[Start of Raw records]
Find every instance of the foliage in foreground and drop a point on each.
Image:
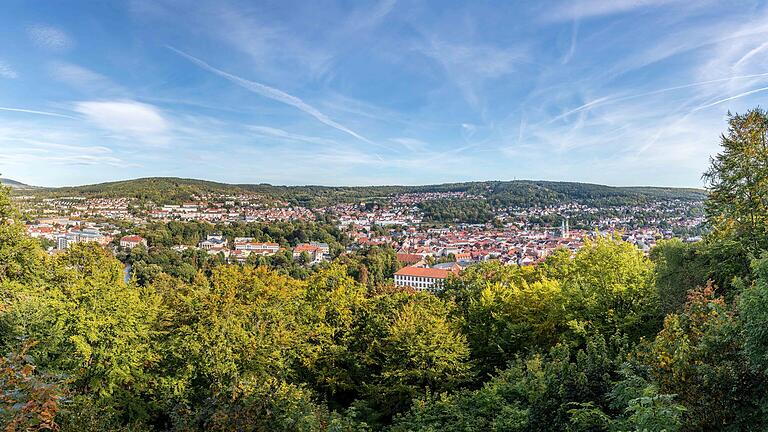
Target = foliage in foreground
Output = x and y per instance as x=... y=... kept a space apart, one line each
x=606 y=340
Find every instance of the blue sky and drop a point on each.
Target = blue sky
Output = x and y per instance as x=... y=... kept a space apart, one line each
x=390 y=92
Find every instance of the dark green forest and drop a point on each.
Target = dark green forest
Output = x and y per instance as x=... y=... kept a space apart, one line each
x=524 y=193
x=607 y=339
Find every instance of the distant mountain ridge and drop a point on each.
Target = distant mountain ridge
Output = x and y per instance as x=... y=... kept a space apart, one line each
x=497 y=193
x=14 y=184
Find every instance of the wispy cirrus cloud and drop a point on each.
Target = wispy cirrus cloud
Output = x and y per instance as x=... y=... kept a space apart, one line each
x=272 y=93
x=469 y=65
x=271 y=132
x=583 y=9
x=85 y=79
x=36 y=112
x=126 y=117
x=7 y=72
x=49 y=37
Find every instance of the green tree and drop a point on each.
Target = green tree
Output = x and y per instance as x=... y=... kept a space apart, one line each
x=738 y=181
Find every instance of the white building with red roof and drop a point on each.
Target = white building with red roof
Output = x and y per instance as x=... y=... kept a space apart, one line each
x=131 y=241
x=423 y=278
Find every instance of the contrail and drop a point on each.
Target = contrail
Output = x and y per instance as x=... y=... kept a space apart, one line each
x=730 y=98
x=37 y=112
x=272 y=93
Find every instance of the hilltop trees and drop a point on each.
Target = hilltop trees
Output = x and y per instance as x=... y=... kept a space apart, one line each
x=605 y=339
x=738 y=181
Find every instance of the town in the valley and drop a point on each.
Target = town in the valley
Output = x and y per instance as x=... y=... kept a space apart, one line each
x=427 y=251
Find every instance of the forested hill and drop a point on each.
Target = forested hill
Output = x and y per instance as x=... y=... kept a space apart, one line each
x=13 y=184
x=497 y=193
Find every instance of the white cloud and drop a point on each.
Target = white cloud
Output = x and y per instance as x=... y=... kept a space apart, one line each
x=470 y=65
x=49 y=37
x=580 y=9
x=26 y=111
x=411 y=144
x=285 y=135
x=7 y=71
x=126 y=117
x=84 y=79
x=274 y=94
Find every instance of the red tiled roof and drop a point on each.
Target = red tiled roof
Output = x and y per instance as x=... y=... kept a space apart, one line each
x=424 y=272
x=409 y=258
x=132 y=238
x=307 y=248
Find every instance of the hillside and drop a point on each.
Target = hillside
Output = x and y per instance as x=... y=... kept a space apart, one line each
x=13 y=184
x=497 y=193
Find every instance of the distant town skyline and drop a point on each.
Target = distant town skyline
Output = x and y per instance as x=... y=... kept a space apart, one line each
x=373 y=93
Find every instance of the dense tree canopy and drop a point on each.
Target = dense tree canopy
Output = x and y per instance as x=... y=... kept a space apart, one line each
x=606 y=339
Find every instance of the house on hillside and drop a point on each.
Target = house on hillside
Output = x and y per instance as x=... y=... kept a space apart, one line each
x=131 y=241
x=422 y=278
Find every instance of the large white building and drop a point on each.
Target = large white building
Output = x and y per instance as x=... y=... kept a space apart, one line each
x=422 y=278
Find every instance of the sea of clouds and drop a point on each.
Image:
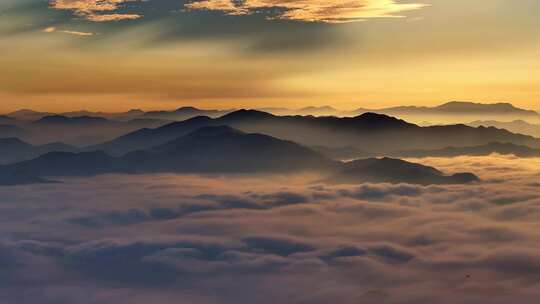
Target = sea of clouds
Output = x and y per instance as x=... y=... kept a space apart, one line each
x=274 y=239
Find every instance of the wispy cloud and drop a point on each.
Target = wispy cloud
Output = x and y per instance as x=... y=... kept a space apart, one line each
x=95 y=10
x=53 y=29
x=327 y=11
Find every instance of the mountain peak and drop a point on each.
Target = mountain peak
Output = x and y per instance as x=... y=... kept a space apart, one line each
x=381 y=120
x=215 y=131
x=244 y=114
x=500 y=107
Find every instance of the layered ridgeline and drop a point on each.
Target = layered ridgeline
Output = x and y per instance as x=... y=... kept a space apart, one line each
x=222 y=149
x=481 y=150
x=516 y=126
x=15 y=150
x=77 y=130
x=374 y=134
x=457 y=111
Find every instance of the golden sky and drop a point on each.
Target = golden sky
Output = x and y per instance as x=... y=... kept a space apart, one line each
x=119 y=54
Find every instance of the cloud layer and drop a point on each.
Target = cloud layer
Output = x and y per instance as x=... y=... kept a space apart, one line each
x=246 y=239
x=327 y=11
x=95 y=10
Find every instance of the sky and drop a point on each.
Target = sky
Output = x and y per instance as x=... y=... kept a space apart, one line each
x=114 y=55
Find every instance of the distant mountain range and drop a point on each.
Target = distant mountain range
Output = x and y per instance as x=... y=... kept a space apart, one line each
x=222 y=149
x=15 y=150
x=516 y=126
x=11 y=131
x=373 y=133
x=388 y=170
x=482 y=150
x=78 y=131
x=184 y=113
x=457 y=108
x=451 y=109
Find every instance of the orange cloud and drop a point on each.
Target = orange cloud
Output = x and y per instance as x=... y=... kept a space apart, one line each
x=93 y=10
x=53 y=29
x=328 y=11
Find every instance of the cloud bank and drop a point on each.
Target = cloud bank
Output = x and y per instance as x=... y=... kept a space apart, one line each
x=95 y=10
x=326 y=11
x=245 y=239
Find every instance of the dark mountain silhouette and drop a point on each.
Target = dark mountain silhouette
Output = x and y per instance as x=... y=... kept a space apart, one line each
x=455 y=111
x=307 y=111
x=121 y=116
x=500 y=148
x=6 y=120
x=341 y=153
x=184 y=113
x=15 y=150
x=516 y=126
x=11 y=131
x=388 y=170
x=373 y=133
x=223 y=149
x=147 y=138
x=457 y=108
x=219 y=149
x=64 y=121
x=83 y=130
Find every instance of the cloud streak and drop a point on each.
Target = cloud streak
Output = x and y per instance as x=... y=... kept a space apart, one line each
x=326 y=11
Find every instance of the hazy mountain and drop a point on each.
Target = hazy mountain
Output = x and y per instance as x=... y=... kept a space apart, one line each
x=456 y=111
x=184 y=113
x=500 y=148
x=388 y=170
x=83 y=130
x=373 y=133
x=341 y=153
x=11 y=131
x=222 y=149
x=64 y=121
x=6 y=120
x=313 y=111
x=121 y=116
x=15 y=150
x=517 y=126
x=28 y=115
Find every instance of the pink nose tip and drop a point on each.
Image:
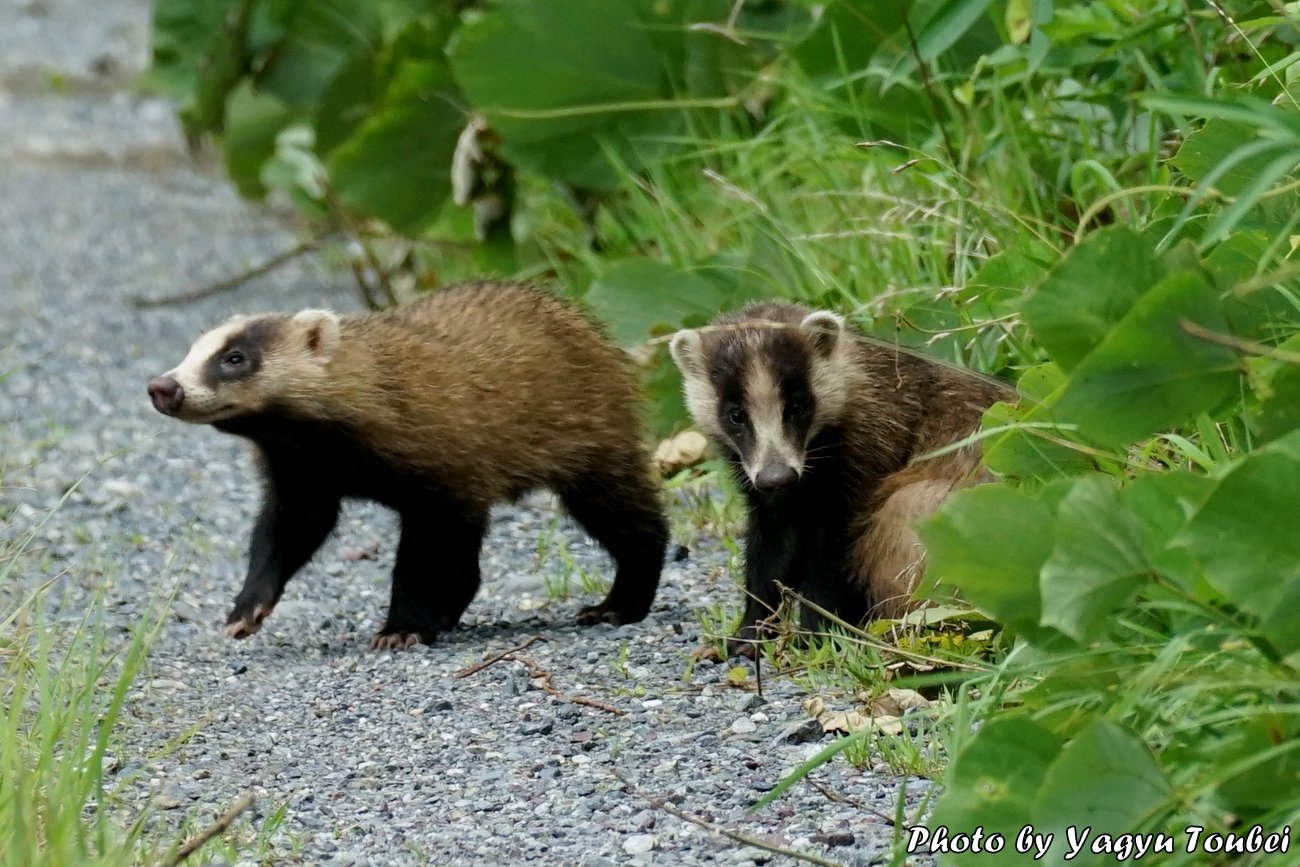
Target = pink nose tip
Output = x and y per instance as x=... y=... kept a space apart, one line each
x=775 y=477
x=167 y=395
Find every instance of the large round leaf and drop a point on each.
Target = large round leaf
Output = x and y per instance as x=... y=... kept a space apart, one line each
x=560 y=81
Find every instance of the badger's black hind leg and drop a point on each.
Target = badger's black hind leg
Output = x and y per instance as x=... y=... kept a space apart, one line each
x=436 y=576
x=623 y=514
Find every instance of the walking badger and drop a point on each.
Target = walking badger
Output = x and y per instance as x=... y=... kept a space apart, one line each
x=822 y=430
x=438 y=410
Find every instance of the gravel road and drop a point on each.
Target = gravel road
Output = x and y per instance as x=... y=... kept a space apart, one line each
x=373 y=758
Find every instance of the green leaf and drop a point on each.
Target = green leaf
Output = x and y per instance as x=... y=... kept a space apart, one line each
x=560 y=81
x=252 y=122
x=995 y=780
x=1148 y=373
x=1275 y=774
x=1164 y=503
x=398 y=165
x=319 y=38
x=846 y=37
x=1244 y=540
x=642 y=298
x=1097 y=562
x=1279 y=411
x=183 y=35
x=1248 y=111
x=991 y=543
x=949 y=24
x=1105 y=779
x=345 y=104
x=1019 y=21
x=1086 y=295
x=1031 y=451
x=1204 y=151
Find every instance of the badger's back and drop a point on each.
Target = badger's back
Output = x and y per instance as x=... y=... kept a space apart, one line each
x=493 y=388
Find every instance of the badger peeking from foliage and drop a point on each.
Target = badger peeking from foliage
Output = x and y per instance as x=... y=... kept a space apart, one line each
x=437 y=410
x=823 y=430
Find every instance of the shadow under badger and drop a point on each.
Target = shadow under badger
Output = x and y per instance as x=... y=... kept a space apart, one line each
x=438 y=410
x=822 y=430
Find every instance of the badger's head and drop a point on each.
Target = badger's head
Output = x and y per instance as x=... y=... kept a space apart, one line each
x=246 y=364
x=763 y=382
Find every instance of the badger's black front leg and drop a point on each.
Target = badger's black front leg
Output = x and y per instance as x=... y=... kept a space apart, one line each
x=436 y=576
x=295 y=519
x=772 y=551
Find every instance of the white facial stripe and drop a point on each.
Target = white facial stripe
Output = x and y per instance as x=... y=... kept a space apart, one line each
x=702 y=402
x=199 y=395
x=828 y=381
x=766 y=412
x=189 y=373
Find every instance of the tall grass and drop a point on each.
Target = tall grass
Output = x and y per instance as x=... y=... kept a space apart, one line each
x=61 y=698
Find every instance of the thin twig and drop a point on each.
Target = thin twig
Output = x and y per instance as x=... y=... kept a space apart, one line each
x=1247 y=347
x=927 y=82
x=217 y=827
x=230 y=282
x=497 y=658
x=547 y=686
x=724 y=832
x=536 y=671
x=853 y=802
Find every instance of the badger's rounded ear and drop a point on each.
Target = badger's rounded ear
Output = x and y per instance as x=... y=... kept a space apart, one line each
x=320 y=332
x=823 y=328
x=685 y=347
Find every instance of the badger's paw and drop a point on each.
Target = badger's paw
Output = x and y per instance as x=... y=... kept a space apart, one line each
x=243 y=624
x=398 y=640
x=706 y=653
x=745 y=647
x=592 y=615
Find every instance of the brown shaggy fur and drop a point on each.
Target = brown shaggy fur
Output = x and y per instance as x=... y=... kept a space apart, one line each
x=438 y=410
x=854 y=482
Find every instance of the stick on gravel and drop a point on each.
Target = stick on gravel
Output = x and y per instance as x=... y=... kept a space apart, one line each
x=217 y=827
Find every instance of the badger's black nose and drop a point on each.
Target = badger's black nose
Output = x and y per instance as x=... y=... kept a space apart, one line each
x=774 y=477
x=167 y=395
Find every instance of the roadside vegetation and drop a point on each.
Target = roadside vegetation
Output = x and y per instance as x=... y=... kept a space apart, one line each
x=1096 y=200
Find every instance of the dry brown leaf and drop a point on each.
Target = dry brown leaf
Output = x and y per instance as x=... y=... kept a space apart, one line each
x=850 y=722
x=679 y=451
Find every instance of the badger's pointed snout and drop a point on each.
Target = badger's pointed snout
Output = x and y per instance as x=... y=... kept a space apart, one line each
x=167 y=394
x=774 y=477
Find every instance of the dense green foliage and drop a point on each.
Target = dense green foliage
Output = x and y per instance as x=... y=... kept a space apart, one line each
x=1097 y=199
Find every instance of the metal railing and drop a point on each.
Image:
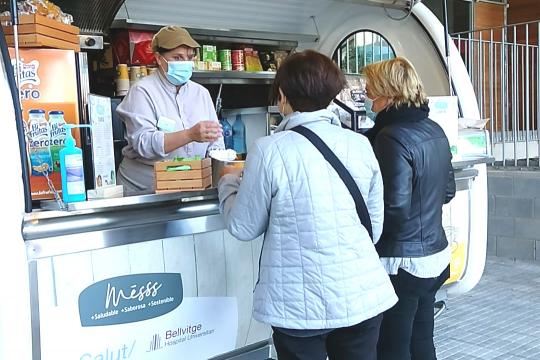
[End of Raw records]
[The task] Update the lines from the line containing "Find every instance of the town" up to and including the line containing "x=427 y=251" by replacing "town" with "village" and keeping everything else as it is. Give only those revised lines.

[Reply]
Find every instance of the village in the valley and drop a point on each.
Target = village in the valley
Output = x and y per instance as x=... y=... kept a space apart, one line each
x=427 y=251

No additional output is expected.